▽

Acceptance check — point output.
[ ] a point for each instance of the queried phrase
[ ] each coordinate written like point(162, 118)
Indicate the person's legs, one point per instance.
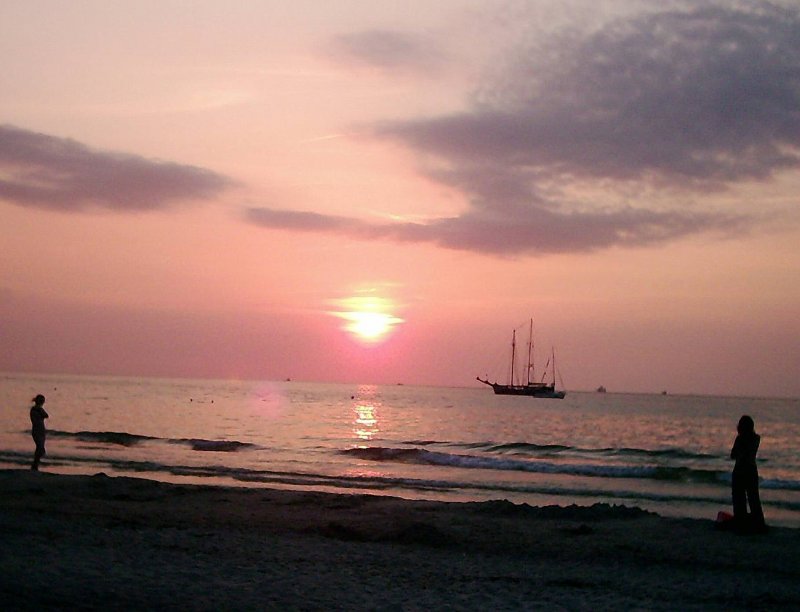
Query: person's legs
point(739, 495)
point(753, 498)
point(38, 453)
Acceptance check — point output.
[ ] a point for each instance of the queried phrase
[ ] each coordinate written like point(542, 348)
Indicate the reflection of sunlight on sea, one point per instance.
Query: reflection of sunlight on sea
point(365, 408)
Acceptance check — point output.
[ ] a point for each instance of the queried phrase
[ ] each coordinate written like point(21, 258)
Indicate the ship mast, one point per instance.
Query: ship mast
point(530, 354)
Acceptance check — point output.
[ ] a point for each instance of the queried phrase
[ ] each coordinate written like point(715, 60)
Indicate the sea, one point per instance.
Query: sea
point(668, 454)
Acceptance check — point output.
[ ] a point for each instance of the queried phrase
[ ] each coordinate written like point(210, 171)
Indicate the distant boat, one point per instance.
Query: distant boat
point(530, 388)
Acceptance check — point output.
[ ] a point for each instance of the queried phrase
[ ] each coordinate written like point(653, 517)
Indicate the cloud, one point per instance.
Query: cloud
point(389, 50)
point(591, 138)
point(43, 171)
point(707, 96)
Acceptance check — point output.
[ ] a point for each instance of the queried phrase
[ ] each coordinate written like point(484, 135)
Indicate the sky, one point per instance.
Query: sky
point(382, 192)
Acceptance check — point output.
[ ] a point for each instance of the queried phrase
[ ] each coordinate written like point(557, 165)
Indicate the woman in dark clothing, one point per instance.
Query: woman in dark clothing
point(38, 415)
point(744, 482)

△

--- YOUR GOAL ---
Convert all of the rows above into a numbered list, omitting any blank lines and leaving the pictures out of the result.

--- FINAL ANSWER ---
1. Acceptance check — point output.
2. [ ] a point for each instance of the queried phrase
3. [ ] each coordinate written like point(162, 118)
4. Indicate the person's legs, one point per instance.
5. Query: person's legs
6. point(739, 495)
7. point(753, 498)
8. point(38, 453)
9. Acceptance check — point output.
10. [ ] a point for each instance of the queried phrase
11. [ ] each coordinate written like point(542, 348)
12. Indicate the reflection of sunlight on sea, one point per instance.
13. Query: reflection of sunlight on sea
14. point(365, 408)
15. Acceptance check — point output.
16. [ ] a point for each instance of the queried phrase
17. [ ] each coordinate written like point(21, 258)
18. Indicate the ship mast, one point per instance.
19. Query: ship mast
20. point(530, 354)
21. Acceptance check — point output.
22. [ ] a point for each instance of the queried phrase
23. [ ] each coordinate written like point(715, 60)
24. Indicate the sea, one point per instance.
25. Query: sea
26. point(668, 454)
27. Acceptance check — point output.
28. [ ] a point for each instance of the queried phrase
29. [ ] each coordinate written like point(210, 171)
30. Indicate the distant boat, one point per instance.
31. Query: distant boat
32. point(530, 388)
33. Acceptance check — point output.
34. [ ] a point for each instance of the queried phrase
35. [ ] each coordinate written like point(653, 517)
36. Indicate the cloud, one point per instance.
37. Query: cloud
38. point(389, 50)
39. point(591, 138)
40. point(43, 171)
41. point(707, 96)
42. Acceptance check — point output.
43. [ ] a point for each instance of the queried phrase
44. [ ] each coordinate written like point(484, 135)
45. Indicate the sky, one point per instance.
46. Query: sky
47. point(382, 192)
48. Acceptance check — point output.
49. [ ] a point for each instance of the queried phrase
50. [ ] each coordinate written like point(557, 165)
51. Indicate the woman in dark clothing, one point per instance.
52. Query: woman in dark clothing
53. point(38, 415)
54. point(744, 482)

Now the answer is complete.